• **Records for processing**:
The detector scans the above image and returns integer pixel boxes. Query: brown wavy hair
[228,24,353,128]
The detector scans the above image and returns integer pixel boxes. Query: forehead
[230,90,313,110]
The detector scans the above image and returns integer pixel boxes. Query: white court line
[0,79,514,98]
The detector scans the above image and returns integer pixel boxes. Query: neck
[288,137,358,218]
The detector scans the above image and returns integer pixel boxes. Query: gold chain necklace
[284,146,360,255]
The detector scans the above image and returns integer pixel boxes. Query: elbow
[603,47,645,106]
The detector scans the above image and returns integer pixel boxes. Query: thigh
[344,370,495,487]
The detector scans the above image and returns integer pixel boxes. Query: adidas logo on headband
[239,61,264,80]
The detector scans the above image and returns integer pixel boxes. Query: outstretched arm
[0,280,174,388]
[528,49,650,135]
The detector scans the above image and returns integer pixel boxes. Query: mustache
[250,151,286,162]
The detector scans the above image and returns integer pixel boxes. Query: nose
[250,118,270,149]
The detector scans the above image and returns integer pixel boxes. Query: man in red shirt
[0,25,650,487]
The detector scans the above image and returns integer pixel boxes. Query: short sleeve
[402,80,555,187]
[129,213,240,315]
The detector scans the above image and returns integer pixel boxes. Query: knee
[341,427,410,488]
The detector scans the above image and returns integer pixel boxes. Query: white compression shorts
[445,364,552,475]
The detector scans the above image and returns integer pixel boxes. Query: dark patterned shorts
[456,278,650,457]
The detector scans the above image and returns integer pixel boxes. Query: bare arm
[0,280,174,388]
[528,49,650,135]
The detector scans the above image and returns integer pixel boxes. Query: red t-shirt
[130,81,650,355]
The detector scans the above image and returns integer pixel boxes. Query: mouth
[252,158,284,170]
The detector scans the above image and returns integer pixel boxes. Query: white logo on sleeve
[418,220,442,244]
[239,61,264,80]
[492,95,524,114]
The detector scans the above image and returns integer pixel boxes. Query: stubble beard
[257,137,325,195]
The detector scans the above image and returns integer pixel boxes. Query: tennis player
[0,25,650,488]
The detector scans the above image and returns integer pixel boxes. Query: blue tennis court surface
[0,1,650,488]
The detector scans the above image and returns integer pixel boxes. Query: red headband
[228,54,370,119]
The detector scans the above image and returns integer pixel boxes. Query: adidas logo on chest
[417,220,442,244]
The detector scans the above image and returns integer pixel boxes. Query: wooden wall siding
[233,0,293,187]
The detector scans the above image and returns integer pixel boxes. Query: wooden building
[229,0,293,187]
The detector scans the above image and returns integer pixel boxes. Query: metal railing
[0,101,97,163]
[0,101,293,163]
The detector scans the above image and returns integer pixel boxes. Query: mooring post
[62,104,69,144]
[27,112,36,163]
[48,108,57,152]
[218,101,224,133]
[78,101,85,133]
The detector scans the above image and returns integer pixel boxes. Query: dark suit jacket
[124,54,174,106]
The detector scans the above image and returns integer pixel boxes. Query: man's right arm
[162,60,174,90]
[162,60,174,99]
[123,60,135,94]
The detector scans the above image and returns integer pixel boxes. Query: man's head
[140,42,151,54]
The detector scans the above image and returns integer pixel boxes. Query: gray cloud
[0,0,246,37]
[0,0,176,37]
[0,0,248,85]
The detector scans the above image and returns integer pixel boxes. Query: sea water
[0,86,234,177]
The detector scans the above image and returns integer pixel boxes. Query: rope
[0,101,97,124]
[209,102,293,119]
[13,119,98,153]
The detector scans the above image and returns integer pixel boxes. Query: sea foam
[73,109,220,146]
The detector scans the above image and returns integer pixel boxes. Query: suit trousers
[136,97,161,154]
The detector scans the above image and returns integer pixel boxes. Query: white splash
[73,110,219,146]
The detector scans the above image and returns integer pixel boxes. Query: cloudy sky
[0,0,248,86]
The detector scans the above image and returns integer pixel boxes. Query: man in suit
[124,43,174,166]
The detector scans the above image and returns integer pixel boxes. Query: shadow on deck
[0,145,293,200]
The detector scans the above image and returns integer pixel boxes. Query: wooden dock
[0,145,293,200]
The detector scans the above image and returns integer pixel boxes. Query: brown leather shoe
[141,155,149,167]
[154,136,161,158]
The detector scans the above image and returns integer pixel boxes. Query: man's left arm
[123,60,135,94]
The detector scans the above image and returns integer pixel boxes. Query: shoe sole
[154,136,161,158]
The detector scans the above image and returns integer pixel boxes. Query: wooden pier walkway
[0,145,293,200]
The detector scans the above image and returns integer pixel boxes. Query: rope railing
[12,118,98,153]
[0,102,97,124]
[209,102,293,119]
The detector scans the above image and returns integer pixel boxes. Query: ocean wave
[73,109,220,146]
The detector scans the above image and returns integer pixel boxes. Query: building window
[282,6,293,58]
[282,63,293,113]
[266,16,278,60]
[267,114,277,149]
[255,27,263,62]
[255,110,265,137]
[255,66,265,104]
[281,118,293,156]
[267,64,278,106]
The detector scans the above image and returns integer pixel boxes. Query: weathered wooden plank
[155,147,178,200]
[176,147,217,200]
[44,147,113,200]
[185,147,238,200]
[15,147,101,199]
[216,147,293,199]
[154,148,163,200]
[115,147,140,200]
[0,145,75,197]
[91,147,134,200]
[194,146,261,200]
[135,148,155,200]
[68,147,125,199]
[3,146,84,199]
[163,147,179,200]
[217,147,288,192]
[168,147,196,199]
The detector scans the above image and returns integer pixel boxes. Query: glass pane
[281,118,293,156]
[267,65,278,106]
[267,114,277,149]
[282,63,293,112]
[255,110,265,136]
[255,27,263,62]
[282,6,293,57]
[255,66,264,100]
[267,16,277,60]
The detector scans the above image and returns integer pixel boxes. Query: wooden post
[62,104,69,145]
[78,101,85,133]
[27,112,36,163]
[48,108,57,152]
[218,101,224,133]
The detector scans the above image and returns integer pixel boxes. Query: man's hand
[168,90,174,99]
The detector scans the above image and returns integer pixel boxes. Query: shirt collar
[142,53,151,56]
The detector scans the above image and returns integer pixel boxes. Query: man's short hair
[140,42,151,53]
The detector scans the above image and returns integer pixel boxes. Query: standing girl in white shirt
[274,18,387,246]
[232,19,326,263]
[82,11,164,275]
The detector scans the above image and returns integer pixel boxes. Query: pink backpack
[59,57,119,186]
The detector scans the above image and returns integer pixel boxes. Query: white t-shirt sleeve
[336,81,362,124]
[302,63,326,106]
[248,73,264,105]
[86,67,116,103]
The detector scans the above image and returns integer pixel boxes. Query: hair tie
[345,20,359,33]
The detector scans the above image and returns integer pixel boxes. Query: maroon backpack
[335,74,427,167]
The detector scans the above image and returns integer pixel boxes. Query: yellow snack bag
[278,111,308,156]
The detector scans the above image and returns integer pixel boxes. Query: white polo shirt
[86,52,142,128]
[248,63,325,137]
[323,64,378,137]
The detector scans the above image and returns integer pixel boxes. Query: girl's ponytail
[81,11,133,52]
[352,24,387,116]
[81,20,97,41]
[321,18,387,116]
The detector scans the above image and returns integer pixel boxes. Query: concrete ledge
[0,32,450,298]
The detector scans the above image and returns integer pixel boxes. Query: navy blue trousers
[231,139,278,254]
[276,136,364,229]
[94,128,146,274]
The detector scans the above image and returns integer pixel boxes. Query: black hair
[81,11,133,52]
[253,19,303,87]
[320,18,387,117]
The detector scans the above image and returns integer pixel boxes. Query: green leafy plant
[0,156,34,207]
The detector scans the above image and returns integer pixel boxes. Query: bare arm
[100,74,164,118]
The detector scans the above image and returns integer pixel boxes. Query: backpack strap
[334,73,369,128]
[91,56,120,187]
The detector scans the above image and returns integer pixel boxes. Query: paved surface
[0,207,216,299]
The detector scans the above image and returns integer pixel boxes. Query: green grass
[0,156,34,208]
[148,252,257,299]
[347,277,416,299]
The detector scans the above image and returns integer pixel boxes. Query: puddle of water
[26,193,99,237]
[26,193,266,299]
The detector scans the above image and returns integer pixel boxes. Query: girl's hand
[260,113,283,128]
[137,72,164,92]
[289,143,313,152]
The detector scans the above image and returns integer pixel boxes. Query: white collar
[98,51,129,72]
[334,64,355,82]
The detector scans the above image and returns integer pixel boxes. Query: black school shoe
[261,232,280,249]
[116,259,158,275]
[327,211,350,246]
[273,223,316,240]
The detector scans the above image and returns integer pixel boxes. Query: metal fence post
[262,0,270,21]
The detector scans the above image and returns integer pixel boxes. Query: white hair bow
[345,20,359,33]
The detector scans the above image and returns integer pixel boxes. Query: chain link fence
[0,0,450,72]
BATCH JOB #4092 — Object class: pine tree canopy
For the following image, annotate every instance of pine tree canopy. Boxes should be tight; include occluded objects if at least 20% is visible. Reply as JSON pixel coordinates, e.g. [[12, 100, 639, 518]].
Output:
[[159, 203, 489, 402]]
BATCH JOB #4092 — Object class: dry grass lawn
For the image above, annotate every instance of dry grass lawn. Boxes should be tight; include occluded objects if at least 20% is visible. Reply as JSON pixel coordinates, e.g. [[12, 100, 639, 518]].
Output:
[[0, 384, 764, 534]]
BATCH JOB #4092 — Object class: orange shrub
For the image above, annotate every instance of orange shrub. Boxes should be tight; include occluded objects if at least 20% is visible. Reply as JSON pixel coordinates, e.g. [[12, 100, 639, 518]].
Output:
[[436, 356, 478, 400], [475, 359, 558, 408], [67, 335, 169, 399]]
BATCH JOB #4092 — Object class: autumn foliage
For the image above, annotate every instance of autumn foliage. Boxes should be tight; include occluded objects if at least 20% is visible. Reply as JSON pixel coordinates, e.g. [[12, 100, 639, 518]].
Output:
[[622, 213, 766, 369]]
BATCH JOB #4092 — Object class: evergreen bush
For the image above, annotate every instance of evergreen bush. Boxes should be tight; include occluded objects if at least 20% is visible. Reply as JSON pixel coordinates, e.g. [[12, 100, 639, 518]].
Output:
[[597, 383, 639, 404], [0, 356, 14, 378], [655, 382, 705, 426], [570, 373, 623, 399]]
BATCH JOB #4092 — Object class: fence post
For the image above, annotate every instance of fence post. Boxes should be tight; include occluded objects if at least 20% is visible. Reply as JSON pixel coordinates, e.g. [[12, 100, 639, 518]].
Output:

• **Challenge**: Recast the stretch from the start of the records through the line containing "[288,137,358,218]" as a JSON list of strings, one string per line, omitting any blank lines.

• **Result for this exercise**:
[
  "The detector scans the above image and returns integer pixel boxes. Query: brown wavy hair",
  "[228,24,353,128]",
  "The detector scans the above image and returns integer pixel boxes. Query: forehead",
  "[230,90,313,110]",
  "The detector scans the above image and returns integer pixel boxes. Query: white court line",
  "[0,79,514,98]",
  "The detector scans the above image and returns integer pixel boxes. Query: neck",
  "[288,137,358,218]"
]